#### [ARTICLE]

** begin **

Like for most electronic parts, it's cheaper to get them from China. I got mine from aliexpress but the listing is gone already. I went the led driver way as I found one that looked spot on. You can get them also on dhgate, banggood and all the usual suspects.

The keywords are: "led driver", "power supply", "ac dc converter". The requirements are as follows:
- make sure it supports your country voltage (110V vs 230V) some can be switched some can't
- make sure if it has an integrated cord that it matches your wall plug format
- you want a "constant voltage" PSU, not a "constant current" (beware some LED drivers are CC and not CV, if unsure ask the seller but most cheap ones are CV anyway)
- a power rating of 100-150W will give you peace of mind and is not necessarily much pricier
- the output voltage must be between 7V and 14V, fixed or variable doesn't matter (7.5V to 12V is optimal, if you select 14V make sure it's not exceeding that value or you could damage your Zion)

** end **

#### [REQUIREMENTS]
[a] Answer these questions about the power supply guide:
(i) Which three search keywords does it list?
(ii) What power rating does it recommend?
(iii) Which output voltage range does it call optimal?
[b] Print the power supply guide from "Like for most" up to and including "the usual suspects.", with no changes.

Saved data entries
** begin **

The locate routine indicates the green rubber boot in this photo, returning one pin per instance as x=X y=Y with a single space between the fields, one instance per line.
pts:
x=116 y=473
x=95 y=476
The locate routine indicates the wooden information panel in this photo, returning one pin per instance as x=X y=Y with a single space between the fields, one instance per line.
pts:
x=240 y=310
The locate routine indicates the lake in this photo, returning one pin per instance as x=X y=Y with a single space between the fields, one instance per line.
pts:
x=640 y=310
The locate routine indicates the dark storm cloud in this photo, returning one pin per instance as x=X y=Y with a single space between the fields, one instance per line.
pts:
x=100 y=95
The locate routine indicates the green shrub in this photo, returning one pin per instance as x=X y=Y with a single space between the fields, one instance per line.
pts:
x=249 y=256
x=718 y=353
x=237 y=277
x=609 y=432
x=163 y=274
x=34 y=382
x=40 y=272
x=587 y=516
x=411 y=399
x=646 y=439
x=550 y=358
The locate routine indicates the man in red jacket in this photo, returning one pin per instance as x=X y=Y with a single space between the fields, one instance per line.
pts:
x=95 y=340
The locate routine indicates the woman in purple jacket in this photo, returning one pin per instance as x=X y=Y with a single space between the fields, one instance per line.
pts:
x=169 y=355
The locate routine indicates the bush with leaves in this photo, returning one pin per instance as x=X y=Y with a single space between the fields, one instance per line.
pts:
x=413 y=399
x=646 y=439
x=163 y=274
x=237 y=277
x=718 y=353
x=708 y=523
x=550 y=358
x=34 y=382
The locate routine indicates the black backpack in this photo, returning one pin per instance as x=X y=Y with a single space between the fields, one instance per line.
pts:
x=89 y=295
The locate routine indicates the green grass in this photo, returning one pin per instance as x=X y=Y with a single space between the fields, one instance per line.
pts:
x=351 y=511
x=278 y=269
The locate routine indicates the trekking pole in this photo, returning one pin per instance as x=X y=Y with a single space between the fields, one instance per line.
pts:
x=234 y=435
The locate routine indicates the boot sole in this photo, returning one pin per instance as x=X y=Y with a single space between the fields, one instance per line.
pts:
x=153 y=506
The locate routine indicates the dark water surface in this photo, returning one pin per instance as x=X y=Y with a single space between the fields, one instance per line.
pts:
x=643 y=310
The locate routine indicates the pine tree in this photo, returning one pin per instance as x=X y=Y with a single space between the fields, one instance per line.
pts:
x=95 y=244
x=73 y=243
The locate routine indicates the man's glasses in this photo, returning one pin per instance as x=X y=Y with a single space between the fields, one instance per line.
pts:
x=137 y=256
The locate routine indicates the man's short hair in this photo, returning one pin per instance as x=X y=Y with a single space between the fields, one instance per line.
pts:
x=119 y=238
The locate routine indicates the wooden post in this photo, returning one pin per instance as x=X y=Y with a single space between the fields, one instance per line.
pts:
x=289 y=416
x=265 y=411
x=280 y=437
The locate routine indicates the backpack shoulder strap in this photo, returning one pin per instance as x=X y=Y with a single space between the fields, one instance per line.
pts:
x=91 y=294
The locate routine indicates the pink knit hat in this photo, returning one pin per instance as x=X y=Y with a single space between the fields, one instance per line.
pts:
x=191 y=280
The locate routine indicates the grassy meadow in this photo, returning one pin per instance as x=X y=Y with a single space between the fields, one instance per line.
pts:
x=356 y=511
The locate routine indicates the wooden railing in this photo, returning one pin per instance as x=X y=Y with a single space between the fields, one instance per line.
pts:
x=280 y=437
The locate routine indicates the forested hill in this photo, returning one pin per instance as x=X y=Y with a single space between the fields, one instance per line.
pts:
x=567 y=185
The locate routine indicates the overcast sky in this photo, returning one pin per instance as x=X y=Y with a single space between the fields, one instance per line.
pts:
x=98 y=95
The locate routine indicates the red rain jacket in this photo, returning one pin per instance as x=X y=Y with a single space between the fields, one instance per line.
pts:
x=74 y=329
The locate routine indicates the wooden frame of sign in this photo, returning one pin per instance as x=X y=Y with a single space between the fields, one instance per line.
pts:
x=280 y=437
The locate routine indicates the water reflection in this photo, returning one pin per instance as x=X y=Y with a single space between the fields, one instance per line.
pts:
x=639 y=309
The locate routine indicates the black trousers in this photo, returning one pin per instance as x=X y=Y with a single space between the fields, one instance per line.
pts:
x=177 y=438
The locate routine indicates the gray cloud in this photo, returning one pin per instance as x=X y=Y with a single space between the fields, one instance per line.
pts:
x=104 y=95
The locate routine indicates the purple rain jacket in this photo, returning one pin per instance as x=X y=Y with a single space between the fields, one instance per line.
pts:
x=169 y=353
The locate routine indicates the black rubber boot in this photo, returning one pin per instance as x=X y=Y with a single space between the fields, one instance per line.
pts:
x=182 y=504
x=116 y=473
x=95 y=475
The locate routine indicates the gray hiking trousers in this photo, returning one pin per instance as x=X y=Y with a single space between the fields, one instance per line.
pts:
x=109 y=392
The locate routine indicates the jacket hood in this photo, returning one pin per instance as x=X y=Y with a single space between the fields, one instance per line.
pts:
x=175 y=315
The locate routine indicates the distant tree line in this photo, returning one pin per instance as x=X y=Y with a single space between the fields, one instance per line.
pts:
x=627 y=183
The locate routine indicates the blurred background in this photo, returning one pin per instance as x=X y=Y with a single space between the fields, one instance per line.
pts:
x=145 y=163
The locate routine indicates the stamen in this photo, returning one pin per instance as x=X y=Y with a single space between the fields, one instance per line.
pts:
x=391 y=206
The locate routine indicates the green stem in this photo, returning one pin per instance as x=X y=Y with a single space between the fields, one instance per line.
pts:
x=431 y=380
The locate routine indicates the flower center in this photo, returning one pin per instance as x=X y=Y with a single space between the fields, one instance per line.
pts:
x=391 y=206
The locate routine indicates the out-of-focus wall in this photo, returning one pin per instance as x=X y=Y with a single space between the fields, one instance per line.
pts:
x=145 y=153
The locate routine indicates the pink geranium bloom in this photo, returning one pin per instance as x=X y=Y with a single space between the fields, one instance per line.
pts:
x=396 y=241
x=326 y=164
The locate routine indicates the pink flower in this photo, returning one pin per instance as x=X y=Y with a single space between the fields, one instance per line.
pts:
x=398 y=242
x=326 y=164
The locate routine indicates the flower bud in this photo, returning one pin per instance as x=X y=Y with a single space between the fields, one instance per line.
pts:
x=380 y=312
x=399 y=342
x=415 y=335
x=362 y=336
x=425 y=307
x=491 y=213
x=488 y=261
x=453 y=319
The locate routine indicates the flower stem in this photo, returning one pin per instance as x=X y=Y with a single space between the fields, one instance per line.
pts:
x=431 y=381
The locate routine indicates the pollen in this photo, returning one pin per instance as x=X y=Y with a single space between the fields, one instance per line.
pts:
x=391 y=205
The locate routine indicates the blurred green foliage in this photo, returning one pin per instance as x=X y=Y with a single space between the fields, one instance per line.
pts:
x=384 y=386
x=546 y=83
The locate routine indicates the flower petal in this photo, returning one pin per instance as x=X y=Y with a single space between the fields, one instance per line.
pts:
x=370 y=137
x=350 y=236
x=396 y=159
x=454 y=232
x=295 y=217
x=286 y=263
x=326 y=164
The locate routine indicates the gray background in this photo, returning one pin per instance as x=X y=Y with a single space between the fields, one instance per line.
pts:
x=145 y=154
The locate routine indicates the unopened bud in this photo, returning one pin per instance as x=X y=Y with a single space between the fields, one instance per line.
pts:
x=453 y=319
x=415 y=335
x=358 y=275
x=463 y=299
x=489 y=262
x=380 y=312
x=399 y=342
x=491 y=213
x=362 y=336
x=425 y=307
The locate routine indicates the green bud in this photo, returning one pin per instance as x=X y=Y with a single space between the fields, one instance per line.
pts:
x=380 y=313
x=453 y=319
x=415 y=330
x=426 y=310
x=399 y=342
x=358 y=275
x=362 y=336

** end **

#### [ANSWERS BY TASK]
[a]
(i) "led driver", "power supply", and "ac dc converter"
(ii) 100-150W
(iii) 7.5V to 12V

[b]
Like for most electronic parts, it's cheaper to get them from China. I got mine from aliexpress but the listing is gone already. I went the led driver way as I found one that looked spot on. You can get them also on dhgate, banggood and all the usual suspects.